● Aufgabenstellung
Gib den Textauszug zur Berufung gegen das Urteil des Landgerichts vollständig und wortgetreu wieder.

Das Landgericht hat mit Urteil vom 03.04.2007, 6 O 1396/05, die Klage abgewiesen. Wegen der Haftungsprivilegierung des § 105 SGB VII und des § 106 Absatz 3 SGB VII scheide eine Haftung der Beklagten für das streitige Unfallereignis aus.
Gegen dieses Urteil wendet sich die Klägerin mit ihrer Berufung. Sie hält an ihrem bereits erstinstanzlich vertretenen Standpunkt fest, die Beklagte müsse haften, da eine Haftungsprivilegierung nach SGB VII ausscheide.
Die Klägerin beantragt,
unter Abänderung des am 03.04.2007 verkündeten Urteils des Landgerichts Mühlhausen , 6 O 1396/05,
a)

● Vorliegende Daten
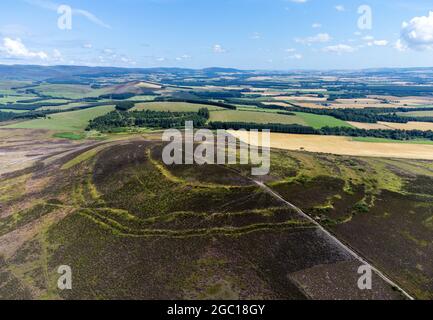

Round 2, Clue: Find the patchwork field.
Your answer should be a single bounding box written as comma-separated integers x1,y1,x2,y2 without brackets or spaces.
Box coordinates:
349,121,433,131
230,131,433,160
210,109,306,125
133,102,221,112
6,106,114,131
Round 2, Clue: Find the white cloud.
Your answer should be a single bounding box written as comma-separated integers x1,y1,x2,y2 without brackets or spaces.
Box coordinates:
401,11,433,50
369,40,388,47
175,54,191,61
250,32,262,40
287,53,303,60
323,44,356,54
394,39,408,52
213,44,227,53
295,33,332,45
25,0,111,29
3,38,48,60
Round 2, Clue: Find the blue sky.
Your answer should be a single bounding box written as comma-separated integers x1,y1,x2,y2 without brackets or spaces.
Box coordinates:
0,0,433,70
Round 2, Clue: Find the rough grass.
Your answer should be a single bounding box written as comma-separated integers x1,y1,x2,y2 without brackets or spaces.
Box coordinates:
352,137,433,144
53,132,86,140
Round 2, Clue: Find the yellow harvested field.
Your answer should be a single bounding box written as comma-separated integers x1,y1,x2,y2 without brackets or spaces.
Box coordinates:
336,98,380,104
274,96,326,102
262,102,291,107
349,121,433,131
369,96,433,107
229,130,433,160
135,81,162,89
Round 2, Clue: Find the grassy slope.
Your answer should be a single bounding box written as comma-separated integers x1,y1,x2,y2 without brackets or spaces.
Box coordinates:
398,111,433,117
352,137,433,144
295,112,353,129
35,84,106,99
7,106,114,131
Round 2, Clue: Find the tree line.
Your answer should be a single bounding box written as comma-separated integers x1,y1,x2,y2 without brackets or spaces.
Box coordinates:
208,122,433,140
86,108,209,132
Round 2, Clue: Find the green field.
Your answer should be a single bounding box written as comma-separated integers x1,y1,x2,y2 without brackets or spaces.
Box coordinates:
34,84,107,99
206,109,351,129
397,111,433,117
210,110,306,125
0,109,28,113
132,102,222,112
352,137,433,144
0,95,37,104
6,106,114,132
294,112,353,129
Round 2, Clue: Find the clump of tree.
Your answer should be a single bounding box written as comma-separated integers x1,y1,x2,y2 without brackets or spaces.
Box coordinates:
99,92,135,100
286,103,433,123
209,122,433,141
116,101,135,111
154,97,236,110
87,108,209,132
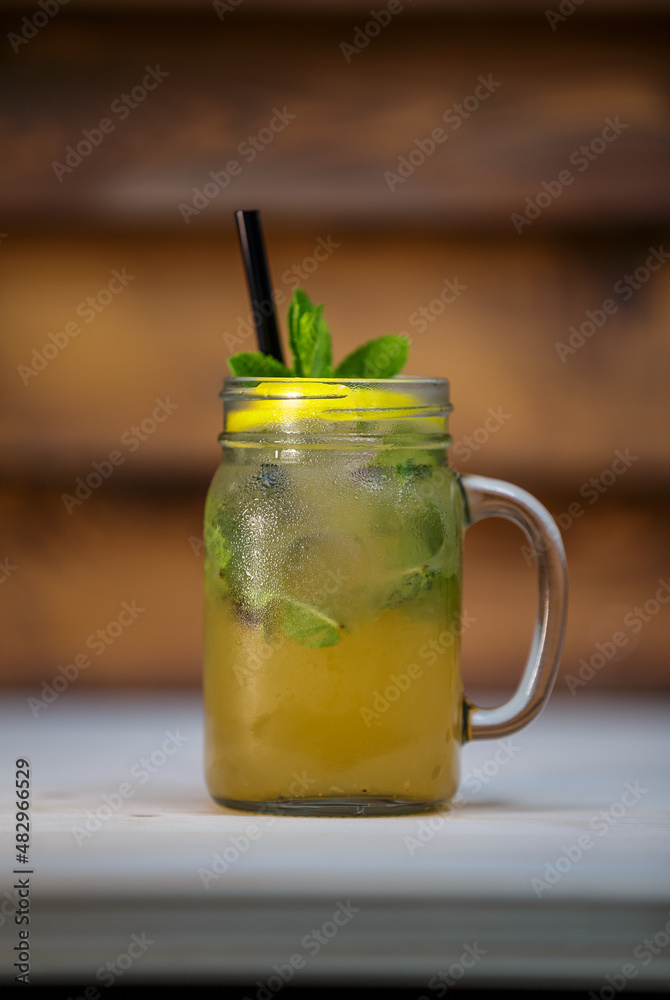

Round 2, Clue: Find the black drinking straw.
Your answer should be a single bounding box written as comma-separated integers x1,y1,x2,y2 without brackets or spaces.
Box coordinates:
235,209,284,363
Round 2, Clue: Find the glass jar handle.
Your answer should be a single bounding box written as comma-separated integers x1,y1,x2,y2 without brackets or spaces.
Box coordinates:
460,475,568,741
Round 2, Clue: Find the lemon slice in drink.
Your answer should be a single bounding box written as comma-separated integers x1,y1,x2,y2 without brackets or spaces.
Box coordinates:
225,379,439,434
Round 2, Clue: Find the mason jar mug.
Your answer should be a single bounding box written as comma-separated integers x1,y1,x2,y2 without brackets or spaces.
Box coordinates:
204,377,567,815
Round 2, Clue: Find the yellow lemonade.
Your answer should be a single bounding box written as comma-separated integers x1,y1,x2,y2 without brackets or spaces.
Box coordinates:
204,376,462,814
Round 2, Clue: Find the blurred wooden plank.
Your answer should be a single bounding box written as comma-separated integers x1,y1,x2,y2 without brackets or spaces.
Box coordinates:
0,231,670,488
0,7,670,229
0,482,670,698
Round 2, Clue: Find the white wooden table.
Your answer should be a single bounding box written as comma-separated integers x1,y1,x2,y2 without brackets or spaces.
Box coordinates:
0,690,670,996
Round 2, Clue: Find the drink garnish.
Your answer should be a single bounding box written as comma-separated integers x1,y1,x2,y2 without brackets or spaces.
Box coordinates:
228,288,409,379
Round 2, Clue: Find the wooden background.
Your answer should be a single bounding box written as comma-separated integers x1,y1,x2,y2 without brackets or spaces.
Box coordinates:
0,0,670,694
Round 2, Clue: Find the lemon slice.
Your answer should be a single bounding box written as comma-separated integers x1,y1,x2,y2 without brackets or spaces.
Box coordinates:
225,379,428,434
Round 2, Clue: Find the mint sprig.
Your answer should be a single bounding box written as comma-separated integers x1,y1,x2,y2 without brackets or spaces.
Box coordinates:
286,288,333,378
228,288,410,379
335,334,409,378
228,351,293,378
279,597,340,649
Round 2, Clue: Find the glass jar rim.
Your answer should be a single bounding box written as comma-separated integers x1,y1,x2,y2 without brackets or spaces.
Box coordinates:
219,375,449,401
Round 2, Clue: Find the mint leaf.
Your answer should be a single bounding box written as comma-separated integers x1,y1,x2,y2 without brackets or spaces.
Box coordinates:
335,334,409,378
286,288,333,378
228,351,293,378
384,566,444,608
279,597,340,649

● Ergebnis
Das Landgericht hat mit Urteil vom 03.04.2007, 6 O 1396/05, die Klage abgewiesen. Wegen der Haftungsprivilegierung des § 105 SGB VII und des § 106 Absatz 3 SGB VII scheide eine Haftung der Beklagten für das streitige Unfallereignis aus.
Gegen dieses Urteil wendet sich die Klägerin mit ihrer Berufung. Sie hält an ihrem bereits erstinstanzlich vertretenen Standpunkt fest, die Beklagte müsse haften, da eine Haftungsprivilegierung nach SGB VII ausscheide.
Die Klägerin beantragt,
unter Abänderung des am 03.04.2007 verkündeten Urteils des Landgerichts Mühlhausen , 6 O 1396/05,
a)